» **Texto fornecido**
Obras

Obras

domingo, 3 de julho de 2016


Um mito moderno? Não, um mito pós-moderno
Parte I: O que é mito


O tema que você lerá nas próximas semanas não é novo, ao contrário, alguém semeou a ideia há quase 60 anos. Esse alguém foi Carl G. Jung, que, mesmo pondo em risco sua reputação profissional, colocou toda a sua experiência e conhecimento a serviço de uma análise complexa, e por isso mesmo, como confessa, incompleta.  Assim, em 1958, publicou "Um Mito Moderno sobre Coisas Vistas no Céu", no qual faz uma longa imersão no continente psicológico e mítico do fenômeno Óvni.

Desde então, o conhecimento na área cresceu de maneira exponencial, e a revisão do tema mostra que ele não envelheceu, permanece mais atual que nunca. Ao que tudo indica, o sábio de Viena tinha razão: o fenômeno Óvni pode mesmo ser um mito moderno, ou, talvez mais apropriadamente, pós-moderno. Não antecipe conclusões sem antes fazer uma leitura atenta.

Mencionar mito dentro do assunto "disco voador" provoca duas reações opostas: indiferença ou inconformismo. A primeira parte do princípio de que quem fala em mito não sabe o que está dizendo, e a segunda parte do princípio de que quem fala em mito não sabe o que está dizendo. É isso mesmo, ambas as reações, embora contrárias, causam o mesmo sentimento de repúdio e aversão, sendo o primeiro, discreto, o segundo, mais explícito. Faltam informação, reflexão, cautela na hora da de lançar um olhar crítico mais profundo.

» **Dados armazenados**

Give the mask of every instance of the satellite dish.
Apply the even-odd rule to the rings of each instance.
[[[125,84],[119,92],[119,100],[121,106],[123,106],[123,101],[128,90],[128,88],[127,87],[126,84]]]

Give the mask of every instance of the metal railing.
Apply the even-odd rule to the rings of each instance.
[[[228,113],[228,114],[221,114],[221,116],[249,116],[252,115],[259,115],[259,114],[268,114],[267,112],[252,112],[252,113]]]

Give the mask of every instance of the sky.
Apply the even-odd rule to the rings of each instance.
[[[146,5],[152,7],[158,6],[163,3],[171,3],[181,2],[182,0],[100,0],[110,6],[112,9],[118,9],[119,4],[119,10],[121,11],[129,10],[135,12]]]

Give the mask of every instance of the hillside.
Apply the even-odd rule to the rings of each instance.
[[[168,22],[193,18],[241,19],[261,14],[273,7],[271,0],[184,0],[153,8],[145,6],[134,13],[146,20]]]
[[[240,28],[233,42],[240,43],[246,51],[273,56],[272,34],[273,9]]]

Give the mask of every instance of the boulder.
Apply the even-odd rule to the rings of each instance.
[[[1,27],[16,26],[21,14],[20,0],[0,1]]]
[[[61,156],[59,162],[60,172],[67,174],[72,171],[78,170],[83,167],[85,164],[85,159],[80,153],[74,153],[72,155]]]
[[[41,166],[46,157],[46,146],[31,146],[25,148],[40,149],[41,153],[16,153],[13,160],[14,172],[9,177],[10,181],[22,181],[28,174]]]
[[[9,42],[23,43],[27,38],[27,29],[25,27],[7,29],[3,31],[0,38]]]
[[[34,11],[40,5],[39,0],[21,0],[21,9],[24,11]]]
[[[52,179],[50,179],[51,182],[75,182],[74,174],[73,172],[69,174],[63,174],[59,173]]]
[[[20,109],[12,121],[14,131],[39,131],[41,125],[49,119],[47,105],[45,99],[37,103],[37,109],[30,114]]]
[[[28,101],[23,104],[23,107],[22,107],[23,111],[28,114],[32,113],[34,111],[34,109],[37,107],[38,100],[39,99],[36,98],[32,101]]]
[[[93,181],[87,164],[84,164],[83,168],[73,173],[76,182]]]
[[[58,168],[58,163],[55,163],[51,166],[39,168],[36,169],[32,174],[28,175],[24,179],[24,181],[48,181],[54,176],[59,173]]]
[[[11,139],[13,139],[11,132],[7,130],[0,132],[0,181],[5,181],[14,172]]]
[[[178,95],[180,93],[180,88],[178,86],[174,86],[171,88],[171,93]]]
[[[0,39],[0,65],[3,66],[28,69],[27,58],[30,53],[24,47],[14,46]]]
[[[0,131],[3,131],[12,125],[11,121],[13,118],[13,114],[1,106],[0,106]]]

» **Tarefas a realizar**
**1.** Reescreva de forma mais concisa o parágrafo do texto fornecido que começa por "O tema que você lerá", preservando os fatos principais.
**2.** Reescreva o trecho do texto fornecido que vai de "Um mito moderno?" a "uma leitura atenta.", trocando "fenômeno Óvni" por "fenômeno dos discos voadores".

» **Respostas esperadas**
**1.** O tema não é novo: há quase 60 anos, Carl G. Jung lançou a ideia, arriscando sua reputação profissional numa análise complexa e, como ele próprio admite, incompleta. Em 1958, publicou "Um Mito Moderno sobre Coisas Vistas no Céu", obra em que examina a fundo o continente psicológico e mítico do fenômeno Óvni.

**2.**
Um mito moderno? Não, um mito pós-moderno
Parte I: O que é mito


O tema que você lerá nas próximas semanas não é novo, ao contrário, alguém semeou a ideia há quase 60 anos. Esse alguém foi Carl G. Jung, que, mesmo pondo em risco sua reputação profissional, colocou toda a sua experiência e conhecimento a serviço de uma análise complexa, e por isso mesmo, como confessa, incompleta.  Assim, em 1958, publicou "Um Mito Moderno sobre Coisas Vistas no Céu", no qual faz uma longa imersão no continente psicológico e mítico do fenômeno dos discos voadores.

Desde então, o conhecimento na área cresceu de maneira exponencial, e a revisão do tema mostra que ele não envelheceu, permanece mais atual que nunca. Ao que tudo indica, o sábio de Viena tinha razão: o fenômeno dos discos voadores pode mesmo ser um mito moderno, ou, talvez mais apropriadamente, pós-moderno. Não antecipe conclusões sem antes fazer uma leitura atenta.